(PROBLEM TO SOLVE):
I need all the entries repeated exactly as written.

(RECORDS SHOWN):
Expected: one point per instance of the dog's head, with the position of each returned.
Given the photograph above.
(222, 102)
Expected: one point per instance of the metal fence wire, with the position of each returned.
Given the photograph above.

(RESPONSE):
Expected: one point per instance of the dog's head, with the position of each returned.
Given the photograph above.
(222, 102)
Expected: one point per instance of the metal fence wire, with the position of each returned.
Given the photograph above.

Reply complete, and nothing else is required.